*To do*
Identify all lines of the data containing the string "grey" and copy them.

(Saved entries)

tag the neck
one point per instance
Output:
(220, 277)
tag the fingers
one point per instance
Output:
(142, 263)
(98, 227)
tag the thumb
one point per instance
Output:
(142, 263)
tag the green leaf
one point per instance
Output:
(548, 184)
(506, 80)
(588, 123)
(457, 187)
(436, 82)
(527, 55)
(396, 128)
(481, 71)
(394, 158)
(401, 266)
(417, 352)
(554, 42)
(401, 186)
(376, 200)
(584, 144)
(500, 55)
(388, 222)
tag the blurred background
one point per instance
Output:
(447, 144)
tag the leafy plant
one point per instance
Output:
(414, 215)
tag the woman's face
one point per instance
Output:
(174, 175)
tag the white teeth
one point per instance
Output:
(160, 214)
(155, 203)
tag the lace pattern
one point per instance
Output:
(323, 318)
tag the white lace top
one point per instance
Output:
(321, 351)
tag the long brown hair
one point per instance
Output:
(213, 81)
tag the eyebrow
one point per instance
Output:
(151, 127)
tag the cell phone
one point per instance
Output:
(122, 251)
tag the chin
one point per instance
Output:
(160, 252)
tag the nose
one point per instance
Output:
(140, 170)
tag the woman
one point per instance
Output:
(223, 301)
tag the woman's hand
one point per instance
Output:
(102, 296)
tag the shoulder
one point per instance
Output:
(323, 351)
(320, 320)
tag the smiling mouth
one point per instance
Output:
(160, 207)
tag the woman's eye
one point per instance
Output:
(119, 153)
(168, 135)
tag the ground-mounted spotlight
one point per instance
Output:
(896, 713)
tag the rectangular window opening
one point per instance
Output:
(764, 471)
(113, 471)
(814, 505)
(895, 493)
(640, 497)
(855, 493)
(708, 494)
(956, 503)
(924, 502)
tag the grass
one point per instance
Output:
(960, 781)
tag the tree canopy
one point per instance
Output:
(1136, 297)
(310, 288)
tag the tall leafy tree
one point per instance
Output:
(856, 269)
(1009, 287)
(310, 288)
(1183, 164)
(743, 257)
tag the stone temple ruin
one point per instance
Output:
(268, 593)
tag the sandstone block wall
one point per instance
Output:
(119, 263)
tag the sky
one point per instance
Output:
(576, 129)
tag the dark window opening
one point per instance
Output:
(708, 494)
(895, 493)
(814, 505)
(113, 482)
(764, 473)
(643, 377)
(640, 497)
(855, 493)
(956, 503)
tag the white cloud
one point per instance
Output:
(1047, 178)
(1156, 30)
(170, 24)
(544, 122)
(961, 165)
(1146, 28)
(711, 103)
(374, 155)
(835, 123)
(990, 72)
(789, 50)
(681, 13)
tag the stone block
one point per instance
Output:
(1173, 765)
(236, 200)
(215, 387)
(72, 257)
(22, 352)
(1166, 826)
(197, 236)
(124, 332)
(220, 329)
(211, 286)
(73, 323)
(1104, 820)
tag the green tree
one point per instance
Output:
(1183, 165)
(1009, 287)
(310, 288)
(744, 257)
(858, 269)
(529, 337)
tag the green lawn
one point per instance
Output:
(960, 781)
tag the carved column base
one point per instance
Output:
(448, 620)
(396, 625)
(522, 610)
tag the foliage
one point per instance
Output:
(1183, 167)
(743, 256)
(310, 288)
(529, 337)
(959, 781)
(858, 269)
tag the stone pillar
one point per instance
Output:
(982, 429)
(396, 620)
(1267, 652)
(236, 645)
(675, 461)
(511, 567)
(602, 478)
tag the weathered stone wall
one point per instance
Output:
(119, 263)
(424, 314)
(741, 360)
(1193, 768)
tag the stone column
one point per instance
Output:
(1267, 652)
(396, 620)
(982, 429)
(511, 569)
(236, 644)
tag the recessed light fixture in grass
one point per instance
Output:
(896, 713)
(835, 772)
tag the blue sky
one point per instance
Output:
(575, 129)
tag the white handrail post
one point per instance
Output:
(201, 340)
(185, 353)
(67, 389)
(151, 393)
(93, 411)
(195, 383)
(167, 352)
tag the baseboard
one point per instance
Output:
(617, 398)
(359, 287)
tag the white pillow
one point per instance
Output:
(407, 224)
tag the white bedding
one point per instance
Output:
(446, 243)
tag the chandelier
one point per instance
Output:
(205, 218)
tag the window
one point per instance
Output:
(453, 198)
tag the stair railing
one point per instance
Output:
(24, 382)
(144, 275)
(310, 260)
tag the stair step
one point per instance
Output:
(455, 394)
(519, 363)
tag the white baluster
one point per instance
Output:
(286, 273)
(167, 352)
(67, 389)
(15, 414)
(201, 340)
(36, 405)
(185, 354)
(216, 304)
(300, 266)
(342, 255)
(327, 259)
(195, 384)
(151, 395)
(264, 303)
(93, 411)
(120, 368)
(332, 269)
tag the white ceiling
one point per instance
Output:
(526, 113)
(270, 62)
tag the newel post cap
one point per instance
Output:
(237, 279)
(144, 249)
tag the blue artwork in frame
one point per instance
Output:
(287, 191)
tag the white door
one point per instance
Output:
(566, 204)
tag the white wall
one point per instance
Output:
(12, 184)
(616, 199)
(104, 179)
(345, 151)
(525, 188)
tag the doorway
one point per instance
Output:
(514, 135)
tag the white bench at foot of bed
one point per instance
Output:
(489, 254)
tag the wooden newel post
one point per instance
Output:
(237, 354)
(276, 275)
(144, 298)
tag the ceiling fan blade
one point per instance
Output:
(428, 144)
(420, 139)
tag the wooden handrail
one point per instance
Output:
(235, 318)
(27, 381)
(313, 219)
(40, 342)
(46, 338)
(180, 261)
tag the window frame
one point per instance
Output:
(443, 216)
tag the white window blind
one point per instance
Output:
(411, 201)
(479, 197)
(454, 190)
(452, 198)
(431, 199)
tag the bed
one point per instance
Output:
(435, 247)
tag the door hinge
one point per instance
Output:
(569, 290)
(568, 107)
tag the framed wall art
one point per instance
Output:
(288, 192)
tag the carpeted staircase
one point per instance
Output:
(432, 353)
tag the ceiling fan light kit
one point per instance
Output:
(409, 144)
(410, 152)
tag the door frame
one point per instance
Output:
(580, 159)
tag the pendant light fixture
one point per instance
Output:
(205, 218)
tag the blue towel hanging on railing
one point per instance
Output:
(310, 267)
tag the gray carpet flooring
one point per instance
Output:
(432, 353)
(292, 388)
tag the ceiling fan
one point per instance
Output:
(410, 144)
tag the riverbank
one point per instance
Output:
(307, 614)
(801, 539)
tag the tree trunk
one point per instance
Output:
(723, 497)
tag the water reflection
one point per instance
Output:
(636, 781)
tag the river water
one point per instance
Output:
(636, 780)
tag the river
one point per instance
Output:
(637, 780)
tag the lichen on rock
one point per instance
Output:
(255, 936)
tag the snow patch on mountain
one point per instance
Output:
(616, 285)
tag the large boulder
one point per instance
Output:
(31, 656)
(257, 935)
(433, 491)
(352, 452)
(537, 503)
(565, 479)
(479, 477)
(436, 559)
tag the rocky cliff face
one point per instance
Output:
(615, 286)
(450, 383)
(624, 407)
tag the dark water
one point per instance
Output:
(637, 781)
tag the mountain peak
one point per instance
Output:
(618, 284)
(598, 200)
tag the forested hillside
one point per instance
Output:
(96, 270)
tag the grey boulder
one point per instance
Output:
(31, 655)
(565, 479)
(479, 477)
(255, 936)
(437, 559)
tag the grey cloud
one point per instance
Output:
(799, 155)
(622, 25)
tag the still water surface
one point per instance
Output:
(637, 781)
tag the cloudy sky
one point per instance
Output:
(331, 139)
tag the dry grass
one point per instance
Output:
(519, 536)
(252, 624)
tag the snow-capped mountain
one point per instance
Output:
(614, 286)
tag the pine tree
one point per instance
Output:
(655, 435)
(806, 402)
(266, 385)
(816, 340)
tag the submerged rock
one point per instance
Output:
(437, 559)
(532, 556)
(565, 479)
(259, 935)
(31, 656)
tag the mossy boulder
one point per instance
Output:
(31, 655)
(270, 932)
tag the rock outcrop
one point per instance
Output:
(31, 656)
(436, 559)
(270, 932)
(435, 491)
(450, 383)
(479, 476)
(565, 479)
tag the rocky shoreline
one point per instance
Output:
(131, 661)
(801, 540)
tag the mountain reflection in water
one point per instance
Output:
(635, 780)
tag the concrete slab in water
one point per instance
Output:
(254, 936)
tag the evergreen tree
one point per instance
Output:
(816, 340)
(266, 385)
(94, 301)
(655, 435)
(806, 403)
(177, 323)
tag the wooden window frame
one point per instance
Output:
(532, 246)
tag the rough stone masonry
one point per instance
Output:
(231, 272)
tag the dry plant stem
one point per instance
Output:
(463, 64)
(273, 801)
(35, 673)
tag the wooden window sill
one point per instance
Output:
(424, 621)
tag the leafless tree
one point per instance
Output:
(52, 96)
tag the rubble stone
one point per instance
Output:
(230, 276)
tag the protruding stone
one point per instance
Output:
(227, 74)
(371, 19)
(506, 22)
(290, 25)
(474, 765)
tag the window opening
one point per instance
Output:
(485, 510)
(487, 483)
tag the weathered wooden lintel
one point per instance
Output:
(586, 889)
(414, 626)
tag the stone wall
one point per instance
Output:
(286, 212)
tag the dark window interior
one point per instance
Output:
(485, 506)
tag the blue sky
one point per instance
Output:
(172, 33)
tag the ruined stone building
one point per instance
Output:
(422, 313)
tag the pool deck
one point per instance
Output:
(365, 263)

*Result*
tag the grey boulder
tag the grey cloud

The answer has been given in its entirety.